# AIM OF THE TASK:
Convert every line of the records below into a numbered list, omitting any blank lines.

# PROVIDED INFORMATION:
-*-

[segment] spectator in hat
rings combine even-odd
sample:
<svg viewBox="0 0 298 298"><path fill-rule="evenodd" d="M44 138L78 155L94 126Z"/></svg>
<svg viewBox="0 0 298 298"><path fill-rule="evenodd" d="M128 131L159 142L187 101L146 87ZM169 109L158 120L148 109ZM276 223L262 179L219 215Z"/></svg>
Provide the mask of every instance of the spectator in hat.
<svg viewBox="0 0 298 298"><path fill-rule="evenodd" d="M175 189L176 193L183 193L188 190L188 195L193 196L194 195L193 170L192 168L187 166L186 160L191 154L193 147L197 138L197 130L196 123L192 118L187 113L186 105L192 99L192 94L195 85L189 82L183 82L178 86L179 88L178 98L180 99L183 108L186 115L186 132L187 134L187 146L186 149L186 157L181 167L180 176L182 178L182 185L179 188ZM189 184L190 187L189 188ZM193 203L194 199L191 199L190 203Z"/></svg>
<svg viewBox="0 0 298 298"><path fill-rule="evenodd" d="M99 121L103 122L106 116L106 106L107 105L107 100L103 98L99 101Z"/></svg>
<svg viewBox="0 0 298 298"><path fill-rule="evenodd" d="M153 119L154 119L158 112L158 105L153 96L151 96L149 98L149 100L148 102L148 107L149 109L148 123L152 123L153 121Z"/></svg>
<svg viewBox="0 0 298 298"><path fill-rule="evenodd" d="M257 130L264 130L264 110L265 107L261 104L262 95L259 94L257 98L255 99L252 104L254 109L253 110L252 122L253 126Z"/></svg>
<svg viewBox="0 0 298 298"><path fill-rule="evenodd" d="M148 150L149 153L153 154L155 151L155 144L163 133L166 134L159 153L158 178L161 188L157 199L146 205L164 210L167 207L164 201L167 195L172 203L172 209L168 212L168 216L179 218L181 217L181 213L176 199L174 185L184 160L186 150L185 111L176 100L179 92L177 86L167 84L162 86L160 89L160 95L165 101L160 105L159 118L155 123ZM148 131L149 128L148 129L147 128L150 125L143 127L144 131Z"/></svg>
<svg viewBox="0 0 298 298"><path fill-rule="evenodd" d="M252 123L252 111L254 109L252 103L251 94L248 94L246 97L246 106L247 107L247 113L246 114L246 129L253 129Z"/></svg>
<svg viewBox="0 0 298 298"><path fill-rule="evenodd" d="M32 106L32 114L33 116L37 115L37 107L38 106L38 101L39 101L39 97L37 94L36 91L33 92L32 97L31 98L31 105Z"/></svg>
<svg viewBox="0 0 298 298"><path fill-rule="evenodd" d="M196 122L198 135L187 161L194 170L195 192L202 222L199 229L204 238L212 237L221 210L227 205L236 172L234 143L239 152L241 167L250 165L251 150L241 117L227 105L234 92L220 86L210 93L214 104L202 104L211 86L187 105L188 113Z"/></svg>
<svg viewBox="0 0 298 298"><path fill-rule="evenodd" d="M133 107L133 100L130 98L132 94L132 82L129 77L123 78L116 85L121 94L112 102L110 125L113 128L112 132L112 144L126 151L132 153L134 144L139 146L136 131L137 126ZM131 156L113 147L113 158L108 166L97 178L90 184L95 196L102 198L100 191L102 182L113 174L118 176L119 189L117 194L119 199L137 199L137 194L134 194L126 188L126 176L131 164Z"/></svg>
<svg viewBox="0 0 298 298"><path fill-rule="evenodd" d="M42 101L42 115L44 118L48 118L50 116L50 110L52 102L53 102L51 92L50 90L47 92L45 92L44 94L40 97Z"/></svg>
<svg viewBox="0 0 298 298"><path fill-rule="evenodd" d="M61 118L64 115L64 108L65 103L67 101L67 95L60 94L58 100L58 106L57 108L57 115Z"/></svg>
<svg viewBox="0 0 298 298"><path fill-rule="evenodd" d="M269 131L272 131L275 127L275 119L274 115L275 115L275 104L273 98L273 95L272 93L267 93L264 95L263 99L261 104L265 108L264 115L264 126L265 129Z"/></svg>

-*-

# RESULT OF THE EXERCISE:
1. [segment] spectator in hat
2. rings combine even-odd
3. sample:
4. <svg viewBox="0 0 298 298"><path fill-rule="evenodd" d="M44 138L78 155L94 126Z"/></svg>
5. <svg viewBox="0 0 298 298"><path fill-rule="evenodd" d="M128 131L159 142L187 101L146 87ZM169 109L158 120L148 109ZM276 223L262 179L219 215Z"/></svg>
6. Provide the mask of every instance of the spectator in hat.
7. <svg viewBox="0 0 298 298"><path fill-rule="evenodd" d="M175 189L176 193L183 193L188 190L188 195L193 196L194 195L193 170L192 168L187 166L186 160L191 154L193 147L197 138L197 130L196 123L192 118L187 113L186 105L192 99L192 94L195 85L189 82L183 82L178 86L179 88L178 98L180 99L183 108L186 115L186 132L187 134L187 146L186 149L186 157L181 167L180 176L182 178L182 185L179 188ZM189 184L190 187L189 188ZM193 203L194 199L191 199L190 203Z"/></svg>
8. <svg viewBox="0 0 298 298"><path fill-rule="evenodd" d="M99 121L103 122L106 116L106 106L107 105L107 100L103 98L99 101Z"/></svg>
9. <svg viewBox="0 0 298 298"><path fill-rule="evenodd" d="M153 119L154 119L158 112L158 105L153 96L151 96L149 98L149 100L148 102L148 107L149 109L148 123L152 123L153 121Z"/></svg>
10. <svg viewBox="0 0 298 298"><path fill-rule="evenodd" d="M257 130L264 130L264 110L265 107L261 104L262 95L259 94L257 98L255 99L252 104L254 109L253 110L252 122L253 126Z"/></svg>
11. <svg viewBox="0 0 298 298"><path fill-rule="evenodd" d="M148 150L149 153L153 154L155 151L155 144L163 133L166 134L159 153L158 178L161 188L157 199L146 205L164 210L167 207L164 201L167 195L172 203L172 209L168 212L168 216L179 218L181 217L181 213L176 199L174 185L184 160L186 150L185 111L176 100L179 92L177 86L167 84L162 86L160 89L160 95L165 101L160 105L159 118L155 123ZM148 131L149 128L148 129L147 128L150 125L143 127L144 131Z"/></svg>
12. <svg viewBox="0 0 298 298"><path fill-rule="evenodd" d="M252 123L252 111L254 109L252 103L251 94L248 94L246 97L246 106L247 107L247 113L246 114L246 129L253 129Z"/></svg>
13. <svg viewBox="0 0 298 298"><path fill-rule="evenodd" d="M32 106L32 114L33 116L37 115L37 107L38 106L38 101L39 101L39 97L37 94L36 91L33 92L32 97L31 98L31 105Z"/></svg>
14. <svg viewBox="0 0 298 298"><path fill-rule="evenodd" d="M196 122L198 135L187 161L194 170L195 192L202 222L199 229L204 238L212 237L221 210L227 205L236 172L234 143L239 152L241 167L250 165L251 150L241 117L227 105L234 92L220 86L210 93L214 104L202 104L211 86L187 105L188 113Z"/></svg>
15. <svg viewBox="0 0 298 298"><path fill-rule="evenodd" d="M133 107L133 100L130 98L132 94L132 82L129 77L123 78L116 85L121 94L112 102L110 125L113 128L112 132L112 144L126 151L132 153L134 144L139 146L136 131L137 126ZM131 156L113 147L113 158L108 166L97 178L90 184L95 196L102 198L100 191L102 182L113 174L118 176L119 189L117 194L119 199L137 199L137 194L134 194L126 188L126 176L131 164Z"/></svg>
16. <svg viewBox="0 0 298 298"><path fill-rule="evenodd" d="M42 101L42 115L44 118L48 118L50 116L50 110L52 102L53 102L51 92L50 90L47 92L45 92L44 94L40 97Z"/></svg>
17. <svg viewBox="0 0 298 298"><path fill-rule="evenodd" d="M61 118L64 115L64 108L65 103L67 101L67 95L60 94L58 100L58 106L57 108L57 115Z"/></svg>
18. <svg viewBox="0 0 298 298"><path fill-rule="evenodd" d="M269 131L272 131L275 127L275 119L274 115L275 115L275 104L273 98L273 95L272 93L267 93L264 95L263 99L261 104L265 108L264 115L264 126L265 129Z"/></svg>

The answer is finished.